Segment Start: EXCERPTED PASSAGE

Events in the Probate Proceeding
[10] On August 26, 2020, Mr. Casazza filed on behalf of the paternal heirs a petition to determine heirs as well as a petition to remove Mr. Raeside as the personal representative of the estate.
[11] On March 8, 2021, Mr. Casazza wrote a letter to the plaintiff enclosing a copy of the petition and advising that he represents “the entire Paternal Moiety of the estate of Vernon S Bates”.
[12] Mr. Raeside was deposed by Mr. Casazza on April 12, 2021.
[13] On May 26, 2021, Mr Casazza filed an additional petition to have the paternal heirs recognized by the court. On September 7, 2021, Mr. Raeside filed his own motion to dismiss the petitions on the grounds that the request to determine heirs was not timely and the time for appeal had passed.
[14] On January 24, 2022, Judge Callaghan denied the motion to dismiss.
[15] On May 13, 2022, a bench trial respecting the petitions of the paternal heirs was heard by Judge Callaghan who ordered that Mr. Raeside be removed as personal representative of the estate and that the paternal heirs be recognized as heirs in the estate. She found that once the additional heirs were brought to Mr. Raeside’s attention, he “had a duty to investigate the validity of those heirs” and to “bring the petition to redetermine the heirs”. She found the duty was a fiduciary one, and Mr. Raeside breached it.
[16] The court appointed Bruce R. Nichols (not an heir) as the successor personal representative of the estate.
[17] On November 14, 2022, Mr. Casazza filed a motion for an accounting from Mr. Raeside, for an order of disgorgement and, in the alternative, an order that the court surcharge the bond. On November 3, 2023, Judge Callaghan ordered that:
- The maternal heirs and the paternal heirs are each entitled to 50% of the estate after costs and fees.
- Mr. Raeside has breached his fiduciary duty by distributing more than 50% of the estate to the maternal heirs and by distributing $55,000 in gifts to non-heirs.
- Mr. Raeside is required to return to the estate, in USD, the following: a. $27,500 for one half of the gifts to non-heirs (the maternal heirs consented to the gifts) to be distributed to the paternal heirs forthwith; b. $2,381,355 being the improper distribution to the maternal heirs; and c. $47,500 taken by him in fees.

Segment End: EXCERPTED PASSAGE
Segment Start: DATA FOR ANALYSIS

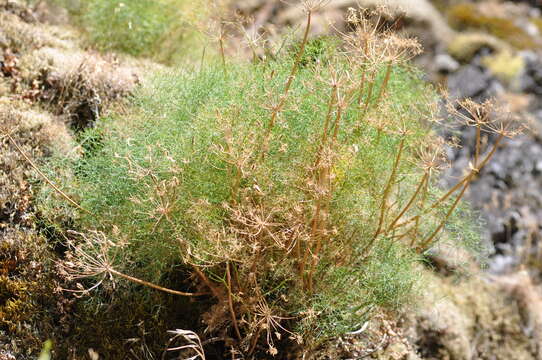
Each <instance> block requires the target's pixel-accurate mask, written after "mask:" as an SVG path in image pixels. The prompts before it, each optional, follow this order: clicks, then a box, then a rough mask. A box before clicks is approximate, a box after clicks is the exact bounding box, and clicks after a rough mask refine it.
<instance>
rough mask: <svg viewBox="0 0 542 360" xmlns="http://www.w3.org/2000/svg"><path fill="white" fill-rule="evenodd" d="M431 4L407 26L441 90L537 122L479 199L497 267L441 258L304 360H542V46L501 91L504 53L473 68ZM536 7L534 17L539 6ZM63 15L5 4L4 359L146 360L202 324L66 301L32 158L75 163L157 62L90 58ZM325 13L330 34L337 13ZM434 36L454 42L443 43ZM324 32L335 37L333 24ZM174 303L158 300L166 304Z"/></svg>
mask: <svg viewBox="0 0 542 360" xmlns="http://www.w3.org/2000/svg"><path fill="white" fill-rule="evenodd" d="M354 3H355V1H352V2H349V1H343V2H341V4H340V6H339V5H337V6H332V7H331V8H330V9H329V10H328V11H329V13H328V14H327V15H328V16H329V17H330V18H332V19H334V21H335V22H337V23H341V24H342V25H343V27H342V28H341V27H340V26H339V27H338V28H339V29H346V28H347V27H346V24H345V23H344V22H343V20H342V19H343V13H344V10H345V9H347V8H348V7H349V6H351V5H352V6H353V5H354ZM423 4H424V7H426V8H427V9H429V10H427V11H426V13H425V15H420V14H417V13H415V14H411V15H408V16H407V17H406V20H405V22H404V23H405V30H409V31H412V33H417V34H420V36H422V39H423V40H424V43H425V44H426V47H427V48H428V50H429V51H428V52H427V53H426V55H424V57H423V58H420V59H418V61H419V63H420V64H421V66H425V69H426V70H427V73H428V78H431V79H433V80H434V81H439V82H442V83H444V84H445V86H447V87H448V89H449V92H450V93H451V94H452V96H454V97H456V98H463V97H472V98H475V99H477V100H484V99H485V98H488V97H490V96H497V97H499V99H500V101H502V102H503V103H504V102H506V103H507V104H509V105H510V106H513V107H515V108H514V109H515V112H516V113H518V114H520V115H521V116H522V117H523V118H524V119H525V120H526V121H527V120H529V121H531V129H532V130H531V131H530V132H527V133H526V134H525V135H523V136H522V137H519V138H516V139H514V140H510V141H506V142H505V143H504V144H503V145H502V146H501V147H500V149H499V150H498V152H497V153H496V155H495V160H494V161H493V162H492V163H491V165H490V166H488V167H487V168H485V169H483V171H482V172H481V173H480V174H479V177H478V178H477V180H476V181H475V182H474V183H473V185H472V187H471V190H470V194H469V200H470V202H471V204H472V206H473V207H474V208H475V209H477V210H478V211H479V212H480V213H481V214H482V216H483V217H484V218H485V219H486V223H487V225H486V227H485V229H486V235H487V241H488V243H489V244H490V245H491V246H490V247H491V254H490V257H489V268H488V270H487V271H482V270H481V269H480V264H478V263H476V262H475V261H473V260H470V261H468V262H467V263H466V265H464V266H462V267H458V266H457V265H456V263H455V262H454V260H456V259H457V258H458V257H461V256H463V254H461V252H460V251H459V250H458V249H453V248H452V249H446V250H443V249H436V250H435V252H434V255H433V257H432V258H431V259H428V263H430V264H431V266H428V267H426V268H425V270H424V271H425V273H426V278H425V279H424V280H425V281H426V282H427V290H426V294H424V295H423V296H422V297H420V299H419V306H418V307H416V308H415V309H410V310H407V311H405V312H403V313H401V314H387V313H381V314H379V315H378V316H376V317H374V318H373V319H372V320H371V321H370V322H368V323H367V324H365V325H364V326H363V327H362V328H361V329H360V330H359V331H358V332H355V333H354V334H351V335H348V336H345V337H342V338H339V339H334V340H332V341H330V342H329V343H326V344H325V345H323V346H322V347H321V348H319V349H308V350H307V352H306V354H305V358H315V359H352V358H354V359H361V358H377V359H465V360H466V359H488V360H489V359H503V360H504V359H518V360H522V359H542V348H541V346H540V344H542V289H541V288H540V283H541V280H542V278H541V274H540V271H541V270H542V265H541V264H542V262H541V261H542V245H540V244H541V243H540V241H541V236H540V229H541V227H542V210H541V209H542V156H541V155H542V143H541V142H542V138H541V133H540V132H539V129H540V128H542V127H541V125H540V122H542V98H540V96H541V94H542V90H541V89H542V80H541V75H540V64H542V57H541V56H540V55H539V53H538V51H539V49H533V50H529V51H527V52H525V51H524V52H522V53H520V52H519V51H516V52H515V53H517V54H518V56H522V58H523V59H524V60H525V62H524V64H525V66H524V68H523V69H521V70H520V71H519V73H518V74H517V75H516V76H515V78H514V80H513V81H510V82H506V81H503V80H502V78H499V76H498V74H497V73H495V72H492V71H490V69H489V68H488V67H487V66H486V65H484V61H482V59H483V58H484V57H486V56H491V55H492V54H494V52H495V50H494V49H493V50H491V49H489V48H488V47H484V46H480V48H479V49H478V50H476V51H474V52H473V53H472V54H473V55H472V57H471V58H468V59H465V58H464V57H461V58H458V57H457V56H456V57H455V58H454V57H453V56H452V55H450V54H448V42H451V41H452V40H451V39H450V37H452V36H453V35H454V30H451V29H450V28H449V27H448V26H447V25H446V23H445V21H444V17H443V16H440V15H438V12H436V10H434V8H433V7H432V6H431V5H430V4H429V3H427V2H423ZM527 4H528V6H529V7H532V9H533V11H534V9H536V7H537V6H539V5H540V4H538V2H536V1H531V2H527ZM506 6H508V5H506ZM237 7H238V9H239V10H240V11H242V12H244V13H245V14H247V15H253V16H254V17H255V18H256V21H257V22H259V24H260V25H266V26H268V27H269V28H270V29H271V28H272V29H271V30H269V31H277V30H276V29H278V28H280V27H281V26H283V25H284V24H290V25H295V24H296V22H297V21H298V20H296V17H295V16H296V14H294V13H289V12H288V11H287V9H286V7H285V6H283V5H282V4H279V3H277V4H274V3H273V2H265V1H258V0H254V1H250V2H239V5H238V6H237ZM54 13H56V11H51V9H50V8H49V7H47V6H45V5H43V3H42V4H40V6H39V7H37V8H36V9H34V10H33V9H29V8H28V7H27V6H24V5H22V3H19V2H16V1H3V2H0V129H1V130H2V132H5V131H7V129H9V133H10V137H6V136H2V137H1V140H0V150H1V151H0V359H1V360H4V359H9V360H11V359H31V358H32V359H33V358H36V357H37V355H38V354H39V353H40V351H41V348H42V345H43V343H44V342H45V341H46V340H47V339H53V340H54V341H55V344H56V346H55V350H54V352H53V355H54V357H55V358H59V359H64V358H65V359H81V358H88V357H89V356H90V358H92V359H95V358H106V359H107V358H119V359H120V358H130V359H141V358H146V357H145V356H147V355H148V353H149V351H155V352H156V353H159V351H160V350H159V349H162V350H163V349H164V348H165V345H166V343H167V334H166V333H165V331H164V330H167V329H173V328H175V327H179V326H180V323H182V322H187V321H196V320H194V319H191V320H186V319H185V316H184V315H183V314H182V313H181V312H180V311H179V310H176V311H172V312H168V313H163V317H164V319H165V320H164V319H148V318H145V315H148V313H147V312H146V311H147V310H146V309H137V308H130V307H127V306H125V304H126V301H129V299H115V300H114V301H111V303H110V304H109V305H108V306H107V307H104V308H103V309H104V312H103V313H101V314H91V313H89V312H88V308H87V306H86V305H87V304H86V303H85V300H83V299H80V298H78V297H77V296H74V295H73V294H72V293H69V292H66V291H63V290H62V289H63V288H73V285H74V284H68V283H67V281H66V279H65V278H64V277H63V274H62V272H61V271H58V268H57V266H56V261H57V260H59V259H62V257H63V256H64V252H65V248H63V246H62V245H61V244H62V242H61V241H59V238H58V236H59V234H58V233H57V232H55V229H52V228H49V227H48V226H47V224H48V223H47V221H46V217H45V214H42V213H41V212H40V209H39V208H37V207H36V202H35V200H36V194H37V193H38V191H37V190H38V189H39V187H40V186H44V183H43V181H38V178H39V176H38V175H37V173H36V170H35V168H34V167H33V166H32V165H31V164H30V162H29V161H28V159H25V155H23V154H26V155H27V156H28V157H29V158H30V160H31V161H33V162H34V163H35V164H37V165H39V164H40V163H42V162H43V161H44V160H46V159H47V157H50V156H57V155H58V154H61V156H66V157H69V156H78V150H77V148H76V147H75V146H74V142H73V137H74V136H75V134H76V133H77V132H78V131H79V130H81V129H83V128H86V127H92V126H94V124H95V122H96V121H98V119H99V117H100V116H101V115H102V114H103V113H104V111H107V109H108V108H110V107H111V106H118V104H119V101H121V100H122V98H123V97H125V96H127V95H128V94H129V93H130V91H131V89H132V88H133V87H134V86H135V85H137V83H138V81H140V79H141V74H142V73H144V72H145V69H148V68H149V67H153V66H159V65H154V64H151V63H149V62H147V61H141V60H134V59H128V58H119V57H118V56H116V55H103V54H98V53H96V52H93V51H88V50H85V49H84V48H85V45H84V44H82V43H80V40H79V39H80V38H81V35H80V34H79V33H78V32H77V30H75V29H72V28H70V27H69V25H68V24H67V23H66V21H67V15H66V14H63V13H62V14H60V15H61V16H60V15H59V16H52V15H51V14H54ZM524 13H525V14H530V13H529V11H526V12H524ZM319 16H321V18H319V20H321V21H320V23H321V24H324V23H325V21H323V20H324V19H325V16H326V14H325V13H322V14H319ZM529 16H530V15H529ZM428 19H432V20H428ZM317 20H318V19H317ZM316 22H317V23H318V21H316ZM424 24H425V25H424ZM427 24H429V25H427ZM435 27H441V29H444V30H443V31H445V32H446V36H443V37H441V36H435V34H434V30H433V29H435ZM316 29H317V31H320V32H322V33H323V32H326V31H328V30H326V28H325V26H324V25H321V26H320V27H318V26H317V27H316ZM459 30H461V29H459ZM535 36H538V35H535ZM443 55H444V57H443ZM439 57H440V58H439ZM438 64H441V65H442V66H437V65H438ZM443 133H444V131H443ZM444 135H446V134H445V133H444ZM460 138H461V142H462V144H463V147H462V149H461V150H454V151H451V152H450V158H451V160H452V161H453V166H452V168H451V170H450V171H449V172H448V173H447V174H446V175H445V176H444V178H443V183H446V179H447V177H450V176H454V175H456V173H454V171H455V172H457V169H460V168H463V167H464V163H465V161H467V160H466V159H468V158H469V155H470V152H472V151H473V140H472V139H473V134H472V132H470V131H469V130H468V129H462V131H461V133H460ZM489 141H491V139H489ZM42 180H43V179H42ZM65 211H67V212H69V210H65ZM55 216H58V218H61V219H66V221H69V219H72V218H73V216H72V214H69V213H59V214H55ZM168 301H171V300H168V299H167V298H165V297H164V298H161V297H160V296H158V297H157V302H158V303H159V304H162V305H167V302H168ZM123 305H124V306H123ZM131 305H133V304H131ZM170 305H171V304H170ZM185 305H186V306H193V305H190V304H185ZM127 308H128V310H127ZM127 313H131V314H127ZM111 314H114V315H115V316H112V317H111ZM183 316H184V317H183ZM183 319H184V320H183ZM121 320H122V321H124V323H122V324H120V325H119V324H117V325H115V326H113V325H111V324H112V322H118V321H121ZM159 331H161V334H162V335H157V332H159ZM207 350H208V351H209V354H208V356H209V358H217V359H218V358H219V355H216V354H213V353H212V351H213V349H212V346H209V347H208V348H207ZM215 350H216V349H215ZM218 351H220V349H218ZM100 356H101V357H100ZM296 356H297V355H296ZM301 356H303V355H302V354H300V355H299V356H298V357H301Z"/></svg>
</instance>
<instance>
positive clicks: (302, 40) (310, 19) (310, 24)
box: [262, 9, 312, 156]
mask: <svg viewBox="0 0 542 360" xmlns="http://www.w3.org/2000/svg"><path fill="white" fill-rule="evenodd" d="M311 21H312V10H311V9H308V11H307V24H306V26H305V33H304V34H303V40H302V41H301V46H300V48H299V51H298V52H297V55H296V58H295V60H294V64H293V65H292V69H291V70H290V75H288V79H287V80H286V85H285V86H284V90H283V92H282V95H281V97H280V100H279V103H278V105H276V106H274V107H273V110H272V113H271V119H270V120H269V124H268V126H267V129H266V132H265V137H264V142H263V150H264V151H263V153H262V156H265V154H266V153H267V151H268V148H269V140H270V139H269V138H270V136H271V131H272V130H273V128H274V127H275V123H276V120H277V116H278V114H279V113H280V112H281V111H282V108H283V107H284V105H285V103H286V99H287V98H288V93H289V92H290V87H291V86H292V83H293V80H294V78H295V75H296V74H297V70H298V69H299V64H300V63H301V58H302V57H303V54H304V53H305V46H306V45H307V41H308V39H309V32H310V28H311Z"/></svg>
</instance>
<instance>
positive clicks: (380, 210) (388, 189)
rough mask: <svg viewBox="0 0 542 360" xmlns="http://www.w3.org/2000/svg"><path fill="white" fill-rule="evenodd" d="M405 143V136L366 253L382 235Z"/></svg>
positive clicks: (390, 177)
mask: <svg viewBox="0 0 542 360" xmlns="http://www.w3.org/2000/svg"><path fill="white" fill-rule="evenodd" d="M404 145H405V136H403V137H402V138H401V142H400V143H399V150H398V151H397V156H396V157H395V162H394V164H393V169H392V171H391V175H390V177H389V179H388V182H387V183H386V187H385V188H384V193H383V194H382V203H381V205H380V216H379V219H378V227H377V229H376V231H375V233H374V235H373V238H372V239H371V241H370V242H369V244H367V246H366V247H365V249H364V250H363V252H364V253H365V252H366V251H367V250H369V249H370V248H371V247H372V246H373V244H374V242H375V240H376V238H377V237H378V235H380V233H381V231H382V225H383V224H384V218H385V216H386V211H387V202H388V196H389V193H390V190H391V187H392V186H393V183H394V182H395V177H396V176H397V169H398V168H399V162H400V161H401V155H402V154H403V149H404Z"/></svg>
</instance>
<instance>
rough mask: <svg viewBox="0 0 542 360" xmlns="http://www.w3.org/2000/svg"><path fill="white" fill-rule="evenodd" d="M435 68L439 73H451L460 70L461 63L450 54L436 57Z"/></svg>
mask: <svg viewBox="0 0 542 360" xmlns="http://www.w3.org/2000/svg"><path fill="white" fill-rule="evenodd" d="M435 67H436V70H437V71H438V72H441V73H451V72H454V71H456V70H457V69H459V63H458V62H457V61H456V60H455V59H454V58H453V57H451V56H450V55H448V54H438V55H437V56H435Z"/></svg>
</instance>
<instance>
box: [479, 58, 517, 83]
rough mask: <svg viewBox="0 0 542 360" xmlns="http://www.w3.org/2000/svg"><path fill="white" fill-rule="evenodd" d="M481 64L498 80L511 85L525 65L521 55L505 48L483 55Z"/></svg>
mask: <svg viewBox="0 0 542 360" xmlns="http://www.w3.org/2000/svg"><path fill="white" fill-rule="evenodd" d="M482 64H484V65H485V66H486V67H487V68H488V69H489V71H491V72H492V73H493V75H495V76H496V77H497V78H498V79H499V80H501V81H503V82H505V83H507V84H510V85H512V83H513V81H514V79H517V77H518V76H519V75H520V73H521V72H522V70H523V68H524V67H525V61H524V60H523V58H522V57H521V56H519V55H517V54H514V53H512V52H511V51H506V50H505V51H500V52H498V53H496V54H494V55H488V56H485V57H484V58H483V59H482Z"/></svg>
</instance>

Segment End: DATA FOR ANALYSIS
Segment Start: DATA FOR ANALYSIS

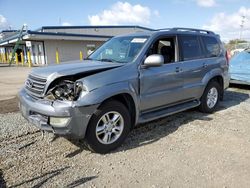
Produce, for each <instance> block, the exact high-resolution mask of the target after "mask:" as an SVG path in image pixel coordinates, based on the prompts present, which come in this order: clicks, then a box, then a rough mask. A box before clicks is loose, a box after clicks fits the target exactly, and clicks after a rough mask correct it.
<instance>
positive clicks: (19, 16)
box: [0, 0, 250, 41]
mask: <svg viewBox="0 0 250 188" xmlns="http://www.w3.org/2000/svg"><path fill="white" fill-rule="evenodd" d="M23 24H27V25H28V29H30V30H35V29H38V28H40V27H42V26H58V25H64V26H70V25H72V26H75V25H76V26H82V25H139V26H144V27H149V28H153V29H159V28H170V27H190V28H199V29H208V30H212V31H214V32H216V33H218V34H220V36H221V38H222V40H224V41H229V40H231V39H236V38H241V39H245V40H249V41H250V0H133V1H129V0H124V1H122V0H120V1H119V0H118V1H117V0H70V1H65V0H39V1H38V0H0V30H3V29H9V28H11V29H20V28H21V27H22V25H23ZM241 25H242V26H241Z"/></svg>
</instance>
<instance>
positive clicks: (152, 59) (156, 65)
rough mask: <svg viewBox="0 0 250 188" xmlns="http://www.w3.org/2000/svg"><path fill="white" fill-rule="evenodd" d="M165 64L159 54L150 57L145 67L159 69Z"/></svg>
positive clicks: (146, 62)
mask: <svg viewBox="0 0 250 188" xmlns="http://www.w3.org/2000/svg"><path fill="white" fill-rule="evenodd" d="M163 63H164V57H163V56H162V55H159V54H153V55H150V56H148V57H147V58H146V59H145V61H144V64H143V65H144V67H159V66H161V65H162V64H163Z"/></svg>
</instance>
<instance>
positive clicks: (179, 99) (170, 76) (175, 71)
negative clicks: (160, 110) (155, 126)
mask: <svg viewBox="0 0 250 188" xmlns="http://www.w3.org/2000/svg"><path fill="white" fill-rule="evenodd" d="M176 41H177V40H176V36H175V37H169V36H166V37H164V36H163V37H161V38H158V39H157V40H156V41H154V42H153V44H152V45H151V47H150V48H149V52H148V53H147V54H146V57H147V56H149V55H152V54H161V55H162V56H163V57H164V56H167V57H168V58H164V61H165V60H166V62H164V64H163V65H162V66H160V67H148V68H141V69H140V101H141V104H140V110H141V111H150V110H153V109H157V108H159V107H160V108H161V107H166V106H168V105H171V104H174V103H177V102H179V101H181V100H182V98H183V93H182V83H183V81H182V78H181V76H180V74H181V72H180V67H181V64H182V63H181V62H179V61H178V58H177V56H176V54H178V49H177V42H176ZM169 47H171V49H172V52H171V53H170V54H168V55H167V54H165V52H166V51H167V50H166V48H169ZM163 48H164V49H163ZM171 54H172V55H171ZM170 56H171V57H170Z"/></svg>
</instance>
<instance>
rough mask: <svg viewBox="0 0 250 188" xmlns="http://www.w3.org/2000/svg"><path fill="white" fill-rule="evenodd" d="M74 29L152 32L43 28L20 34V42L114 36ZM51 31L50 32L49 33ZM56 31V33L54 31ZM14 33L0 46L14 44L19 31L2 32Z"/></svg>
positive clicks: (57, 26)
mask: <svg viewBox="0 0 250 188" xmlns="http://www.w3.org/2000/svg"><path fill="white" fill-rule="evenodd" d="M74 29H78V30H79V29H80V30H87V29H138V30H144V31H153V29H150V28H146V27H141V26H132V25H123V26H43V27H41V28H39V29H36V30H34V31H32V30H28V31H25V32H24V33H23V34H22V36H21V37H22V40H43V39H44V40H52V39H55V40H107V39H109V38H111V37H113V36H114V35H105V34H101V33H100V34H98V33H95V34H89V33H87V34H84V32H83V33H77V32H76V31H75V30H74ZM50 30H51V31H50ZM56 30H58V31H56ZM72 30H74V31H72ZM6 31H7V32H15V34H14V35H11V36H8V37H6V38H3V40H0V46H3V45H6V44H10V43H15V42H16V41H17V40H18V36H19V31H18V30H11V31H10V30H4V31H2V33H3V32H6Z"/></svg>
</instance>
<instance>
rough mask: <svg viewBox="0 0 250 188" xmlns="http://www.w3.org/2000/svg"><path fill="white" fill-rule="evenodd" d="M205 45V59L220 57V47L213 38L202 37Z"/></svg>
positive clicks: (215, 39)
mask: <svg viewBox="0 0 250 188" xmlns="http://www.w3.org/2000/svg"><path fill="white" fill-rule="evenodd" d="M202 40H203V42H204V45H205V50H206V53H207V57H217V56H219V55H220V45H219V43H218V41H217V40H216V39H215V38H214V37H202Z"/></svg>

Segment End: DATA FOR ANALYSIS
Segment Start: DATA FOR ANALYSIS

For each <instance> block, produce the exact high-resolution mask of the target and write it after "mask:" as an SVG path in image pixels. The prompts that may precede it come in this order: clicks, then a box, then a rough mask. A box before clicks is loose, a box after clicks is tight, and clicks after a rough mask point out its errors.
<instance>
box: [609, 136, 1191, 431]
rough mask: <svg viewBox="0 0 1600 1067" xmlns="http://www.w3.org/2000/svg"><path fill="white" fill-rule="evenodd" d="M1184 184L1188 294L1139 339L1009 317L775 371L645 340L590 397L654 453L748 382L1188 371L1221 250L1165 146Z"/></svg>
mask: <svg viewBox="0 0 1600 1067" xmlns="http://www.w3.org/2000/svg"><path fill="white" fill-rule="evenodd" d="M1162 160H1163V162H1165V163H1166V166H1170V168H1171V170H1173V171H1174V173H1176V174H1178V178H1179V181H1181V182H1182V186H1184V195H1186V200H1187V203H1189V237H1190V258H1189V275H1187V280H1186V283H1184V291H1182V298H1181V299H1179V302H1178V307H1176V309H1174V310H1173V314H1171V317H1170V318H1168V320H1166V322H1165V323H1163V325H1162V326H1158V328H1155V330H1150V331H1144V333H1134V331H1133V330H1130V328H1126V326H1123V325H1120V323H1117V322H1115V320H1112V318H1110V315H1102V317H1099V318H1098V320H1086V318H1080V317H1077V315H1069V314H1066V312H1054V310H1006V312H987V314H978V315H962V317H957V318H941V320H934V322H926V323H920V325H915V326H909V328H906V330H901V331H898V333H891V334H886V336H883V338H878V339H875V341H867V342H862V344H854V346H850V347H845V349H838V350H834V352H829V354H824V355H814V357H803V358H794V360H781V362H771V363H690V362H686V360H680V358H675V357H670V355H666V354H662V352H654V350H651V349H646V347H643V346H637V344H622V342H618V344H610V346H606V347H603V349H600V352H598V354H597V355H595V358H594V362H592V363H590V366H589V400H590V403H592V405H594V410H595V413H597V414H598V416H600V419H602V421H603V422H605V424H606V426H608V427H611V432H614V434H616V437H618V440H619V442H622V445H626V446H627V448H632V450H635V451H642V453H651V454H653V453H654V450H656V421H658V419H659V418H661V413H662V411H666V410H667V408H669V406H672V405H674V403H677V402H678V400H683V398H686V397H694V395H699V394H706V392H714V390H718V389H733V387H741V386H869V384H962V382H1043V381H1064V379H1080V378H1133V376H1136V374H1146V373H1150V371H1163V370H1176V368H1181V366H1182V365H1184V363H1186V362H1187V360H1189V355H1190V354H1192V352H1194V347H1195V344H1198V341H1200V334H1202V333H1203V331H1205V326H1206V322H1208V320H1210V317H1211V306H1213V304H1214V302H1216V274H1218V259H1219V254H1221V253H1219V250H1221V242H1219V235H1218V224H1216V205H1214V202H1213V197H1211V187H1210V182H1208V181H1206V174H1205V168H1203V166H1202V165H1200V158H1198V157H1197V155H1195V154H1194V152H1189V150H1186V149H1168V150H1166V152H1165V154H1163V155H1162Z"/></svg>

Segment End: DATA FOR ANALYSIS

-- PROBLEMS TO WORK ON --
**a)** In the passage on events in the probate proceeding, who did the court appoint as successor personal representative of the estate?
**b)** Add a few lines that carry on the passage about events in the probate proceeding from its last line.

-- TASK-BY-TASK ANSWERS --
**a)** Bruce R. Nichols, who is not an heir, was appointed successor personal representative.

**b)**
- Mr. Raeside’s wife, Shannon Raeside, is required to return the sum of $5,937.50 paid to her in fees.
- All of the maternal heirs (referred to as distributees) are required to disgorge the improper distributions ($2,381,355).
[18] The order is referred to as the disgorgement order.
[19] Mr. Raeside has not complied with the order.
[20] The estate has a total value of roughly $8,600,000 USD, of which $7,000,000 has been distributed to the maternal heirs and $600,000 to the paternal heirs.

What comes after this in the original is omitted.